Given task:
Count the rows below that contain the word "object" and reply with only that number.

● ● ● ●

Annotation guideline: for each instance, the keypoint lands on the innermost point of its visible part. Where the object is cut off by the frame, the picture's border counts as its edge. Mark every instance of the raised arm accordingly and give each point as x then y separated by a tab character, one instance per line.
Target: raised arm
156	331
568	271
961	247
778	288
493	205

● ● ● ●

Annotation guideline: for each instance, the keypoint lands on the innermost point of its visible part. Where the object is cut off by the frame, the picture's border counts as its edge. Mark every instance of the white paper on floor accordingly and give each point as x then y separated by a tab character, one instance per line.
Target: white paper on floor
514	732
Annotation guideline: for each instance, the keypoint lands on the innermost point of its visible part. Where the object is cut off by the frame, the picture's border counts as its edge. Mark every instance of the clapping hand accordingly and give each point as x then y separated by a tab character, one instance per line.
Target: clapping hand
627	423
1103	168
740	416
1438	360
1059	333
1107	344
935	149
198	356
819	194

● ● ● ●

Problem solution:
3